Passage provided.
::::::::
- Theatrical release poster
- Directed by: Mani Bharathi
- Written by: Ravivarma Pachaiyappan
- Produced by: Madhaiyan
- Starring: Senguttuvan Ammu Abhirami Deepak Shetty
- Cinematography: K. G. Venkatesh
- Edited by: Rajesh Kumar
- Music by: Siddharth Vipin
- Production company: Sri Annamalaiyar Movies
- Release date: 29 July 2022;
- Running time: 123 minutes
- Country: India
- Language: Tamil

= Battery (film) =

Battery is a 2022 Indian Tamil-language crime thriller film directed by Mani Bharathi and starring Senguttuvan, Ammu Abhirami and Deepak Shetty. Based on the subject of medical corruption, it was released across Tamil Nadu on 29 July 2022.
::::::::
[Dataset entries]

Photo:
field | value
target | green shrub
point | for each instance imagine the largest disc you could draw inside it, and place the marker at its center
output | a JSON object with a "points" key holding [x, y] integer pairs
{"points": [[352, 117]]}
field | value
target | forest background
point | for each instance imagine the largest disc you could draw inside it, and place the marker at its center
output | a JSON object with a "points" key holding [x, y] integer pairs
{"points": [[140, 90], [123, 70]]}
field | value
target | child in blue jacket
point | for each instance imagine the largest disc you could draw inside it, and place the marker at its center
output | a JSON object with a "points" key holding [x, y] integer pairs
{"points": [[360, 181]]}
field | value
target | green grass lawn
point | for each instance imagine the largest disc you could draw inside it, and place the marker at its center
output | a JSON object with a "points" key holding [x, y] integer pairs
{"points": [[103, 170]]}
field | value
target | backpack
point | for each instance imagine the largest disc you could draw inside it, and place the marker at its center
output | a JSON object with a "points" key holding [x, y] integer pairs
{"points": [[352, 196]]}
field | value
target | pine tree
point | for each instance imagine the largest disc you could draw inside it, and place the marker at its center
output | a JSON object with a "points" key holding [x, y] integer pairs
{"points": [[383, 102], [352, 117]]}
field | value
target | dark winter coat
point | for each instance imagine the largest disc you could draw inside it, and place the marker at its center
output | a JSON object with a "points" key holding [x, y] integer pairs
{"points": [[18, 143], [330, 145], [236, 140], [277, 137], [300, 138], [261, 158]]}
::::::::
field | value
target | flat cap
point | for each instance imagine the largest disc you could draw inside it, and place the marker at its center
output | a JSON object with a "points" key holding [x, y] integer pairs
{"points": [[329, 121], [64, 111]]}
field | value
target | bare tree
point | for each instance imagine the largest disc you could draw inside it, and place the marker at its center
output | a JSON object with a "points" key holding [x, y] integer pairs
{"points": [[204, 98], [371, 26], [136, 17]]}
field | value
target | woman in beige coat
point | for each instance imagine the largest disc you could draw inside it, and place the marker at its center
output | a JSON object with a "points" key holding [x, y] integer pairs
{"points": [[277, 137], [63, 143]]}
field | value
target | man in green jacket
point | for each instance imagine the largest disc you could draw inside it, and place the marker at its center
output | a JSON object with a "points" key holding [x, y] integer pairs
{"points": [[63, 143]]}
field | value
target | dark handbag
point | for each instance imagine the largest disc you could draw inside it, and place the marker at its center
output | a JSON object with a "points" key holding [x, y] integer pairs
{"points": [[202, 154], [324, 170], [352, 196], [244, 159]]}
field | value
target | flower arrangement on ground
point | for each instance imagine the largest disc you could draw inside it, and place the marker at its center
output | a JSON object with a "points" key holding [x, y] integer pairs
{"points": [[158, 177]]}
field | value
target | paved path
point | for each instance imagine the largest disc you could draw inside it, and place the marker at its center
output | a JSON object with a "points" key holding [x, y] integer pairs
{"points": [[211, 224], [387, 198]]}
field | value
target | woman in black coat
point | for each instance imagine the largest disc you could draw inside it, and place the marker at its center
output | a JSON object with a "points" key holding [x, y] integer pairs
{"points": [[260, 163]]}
::::::::
Exercises.
[1] Return the passage from the film article starting with "Battery is a" and going on through "29 July 2022.", copied word for word.
[2] Write the next part of the article on the film Battery, picking up after its final sentence.
The material has nothing to do with this.

Results for the exercise.
[1]
Battery is a 2022 Indian Tamil-language crime thriller film directed by Mani Bharathi and starring Senguttuvan, Ammu Abhirami and Deepak Shetty. Based on the subject of medical corruption, it was released across Tamil Nadu on 29 July 2022.

[2]
== Production ==
The film began production in 2019, with filmmaker Mani Bharathi - a former journalist. Senguttuvan, who also produced the film, was cast in the lead role, alongside Ammu Abhirami. A song for the film was shot in Kullu Manali.

Actor Soori attended the audio release of the film after Mani Bharathi's friend, director N. Linguswamy, requested that the actor appear at the event as the chief guest.

== Reception ==
The film was released on 29 July 2022. A critic from Dina Malar concluded that the film was "low on charge", criticising the script. A reviewer from Dina Thanthi gave the film a middling review.